» Directives
(a) Output the passage of the seaside-in-winter text verbatim, starting at "People will have" and ending at "of deep interest.".
(b) Write the next part of the piece on the seaside in winter, picking up after its final sentence.

┌─ Page excerpt

Tuesday, January 11, 2011

The seaside in winter

click photo to enlarge
"Heaven, as conventionally conceived, is a place so inane, so dull, so useless, so miserable, that nobody has ever ventured to describe a whole day in heaven, though plenty of people have described a day at the seaside."
George Bernard Shaw (1856-1950), Irish playwright, essayist and critic

People will have their own opinions about Shaw's view of a day in heaven, but a majority would probably think his description of it perfectly matches a day at the seaside in winter: particularly at a town that specialises in "entertainment". These are places that are either loved or hated. The English middle classes tend to look down their noses at the likes of Blackpool, Margate, Weston-super-Mare, Cleethorpes or Skegness, seeing them as places of cheap thrills and meretricious tat, glitzy facades with no substance. There is some truth in that, but it's certainly not the whole story, and this kind of seaside resort, even in winter, can be a place of deep interest.

└─
┌─ Entries supplied

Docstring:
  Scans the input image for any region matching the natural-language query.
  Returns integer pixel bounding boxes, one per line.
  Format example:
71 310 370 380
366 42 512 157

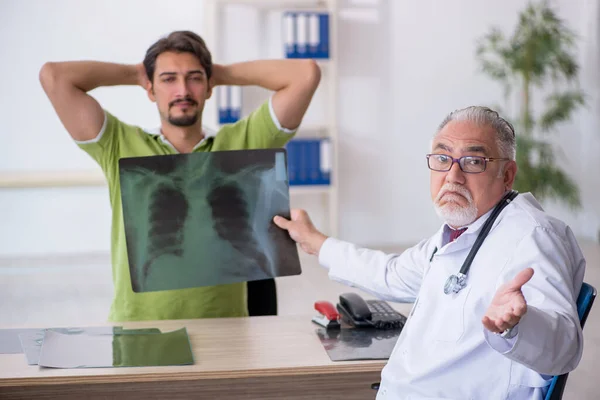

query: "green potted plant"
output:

└─
┌─ Entries supplied

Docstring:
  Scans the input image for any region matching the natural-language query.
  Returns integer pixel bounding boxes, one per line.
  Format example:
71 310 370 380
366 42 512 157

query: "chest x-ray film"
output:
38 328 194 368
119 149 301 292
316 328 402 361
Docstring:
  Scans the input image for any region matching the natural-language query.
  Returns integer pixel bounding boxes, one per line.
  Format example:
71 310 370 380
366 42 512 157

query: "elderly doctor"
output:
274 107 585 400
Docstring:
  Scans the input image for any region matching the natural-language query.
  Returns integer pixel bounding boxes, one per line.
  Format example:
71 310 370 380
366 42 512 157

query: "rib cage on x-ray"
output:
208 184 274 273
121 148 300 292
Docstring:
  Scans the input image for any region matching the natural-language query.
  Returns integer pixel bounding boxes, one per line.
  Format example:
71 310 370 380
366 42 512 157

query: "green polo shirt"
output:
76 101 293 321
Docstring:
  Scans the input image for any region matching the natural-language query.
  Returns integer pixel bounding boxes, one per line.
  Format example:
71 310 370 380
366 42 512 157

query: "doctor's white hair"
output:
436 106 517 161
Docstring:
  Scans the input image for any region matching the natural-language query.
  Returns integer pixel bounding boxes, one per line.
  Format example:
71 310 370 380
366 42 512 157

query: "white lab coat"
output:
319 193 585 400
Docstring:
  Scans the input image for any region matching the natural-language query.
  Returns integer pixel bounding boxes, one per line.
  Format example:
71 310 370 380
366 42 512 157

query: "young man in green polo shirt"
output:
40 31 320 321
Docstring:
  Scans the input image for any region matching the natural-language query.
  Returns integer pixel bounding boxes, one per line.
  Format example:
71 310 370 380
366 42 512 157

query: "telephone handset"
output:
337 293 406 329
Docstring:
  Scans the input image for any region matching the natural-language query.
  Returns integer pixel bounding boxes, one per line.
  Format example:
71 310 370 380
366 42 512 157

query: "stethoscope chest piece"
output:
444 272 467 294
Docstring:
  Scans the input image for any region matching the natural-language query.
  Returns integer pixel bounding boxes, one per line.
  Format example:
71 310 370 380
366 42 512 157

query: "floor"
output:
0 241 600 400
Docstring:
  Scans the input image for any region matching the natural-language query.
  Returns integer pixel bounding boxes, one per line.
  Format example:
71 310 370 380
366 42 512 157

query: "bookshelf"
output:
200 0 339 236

└─

» Outputs by task
(a)
People will have their own opinions about Shaw's view of a day in heaven, but a majority would probably think his description of it perfectly matches a day at the seaside in winter: particularly at a town that specialises in "entertainment". These are places that are either loved or hated. The English middle classes tend to look down their noses at the likes of Blackpool, Margate, Weston-super-Mare, Cleethorpes or Skegness, seeing them as places of cheap thrills and meretricious tat, glitzy facades with no substance. There is some truth in that, but it's certainly not the whole story, and this kind of seaside resort, even in winter, can be a place of deep interest.

(b)
My first impressions of the Lincolnshire seaside town of Skegness weren't good. Its beach is flat and relatively uninteresting, the architecture is of the expected kind, but bland, without the showy excess and originality that enlivens many resorts. The pier, a feature of the English seaside that I love, is so short it rarely has water beneath it, lacks interesting ornamentation, and seems to be closed for most of the year. And the funfair is compact, ordinary, and without the spectacular rides found elsewhere. And yet, after a couple of visits, I started to look at what the town had, rather than what was missing, and in doing so found details, buildings and scenes at which I was happy to point my camera.

Today's image was taken on an early January afternoon as the low sun was about to be replaced by dark, looming clouds. The orange light of winter deepened the red of the sand, and intensified the colours of the amusement park rides against the deep grey sky. I took a close shot of the wheel and roller coaster, and then looked for a wider view. But, there was no foreground interest, and so I decided to use my own shadow. That produced the photograph that I liked best, perhaps because its starkness complemented the scene that was empty of the summer bustle and noise of holidaymakers enjoying themselves.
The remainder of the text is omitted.